▶ **TASK ITEM**: Within the listing below, the lines to output run from the one containing "Expected: for every instance of the carved rose, the" through the one containing "Expected: for every instance of the weathered"; copy them exactly and nothing else.

▶ **EXERCISE MATERIAL**:
┌──
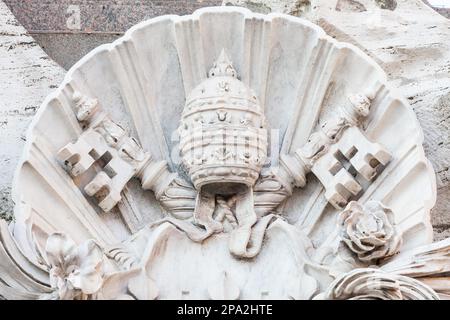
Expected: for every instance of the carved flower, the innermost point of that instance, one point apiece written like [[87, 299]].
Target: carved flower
[[369, 230], [75, 271]]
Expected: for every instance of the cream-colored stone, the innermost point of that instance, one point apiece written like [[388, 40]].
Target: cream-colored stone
[[192, 233]]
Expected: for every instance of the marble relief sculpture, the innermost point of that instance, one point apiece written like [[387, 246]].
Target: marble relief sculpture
[[216, 156]]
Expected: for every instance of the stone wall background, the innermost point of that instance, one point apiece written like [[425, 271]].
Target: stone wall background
[[55, 27], [407, 38]]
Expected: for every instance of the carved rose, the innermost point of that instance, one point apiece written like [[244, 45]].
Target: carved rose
[[75, 271], [369, 230]]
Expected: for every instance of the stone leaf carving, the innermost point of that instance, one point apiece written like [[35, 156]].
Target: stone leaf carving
[[76, 272], [269, 224], [369, 231]]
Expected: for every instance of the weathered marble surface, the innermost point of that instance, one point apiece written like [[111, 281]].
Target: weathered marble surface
[[348, 137], [412, 45], [27, 76]]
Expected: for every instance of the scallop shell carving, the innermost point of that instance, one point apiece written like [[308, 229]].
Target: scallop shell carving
[[301, 77]]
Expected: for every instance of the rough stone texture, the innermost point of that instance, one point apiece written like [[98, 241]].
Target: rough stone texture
[[411, 42], [408, 39], [27, 76]]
└──
▶ **ANSWER FOR THE TASK**:
Expected: for every instance of the carved rose, the innermost point of that instance, one point apiece written like [[244, 45]].
Target: carved rose
[[75, 271], [369, 230]]
Expected: for every instance of the stone leaf carving, the innermost point of that instance, one point apiece written like [[35, 156]].
Target: stone leaf carving
[[76, 272], [269, 224], [369, 231]]
Expected: for every instance of the weathered marble surface, the innermost point of that instance, one point apiece written like [[111, 281]].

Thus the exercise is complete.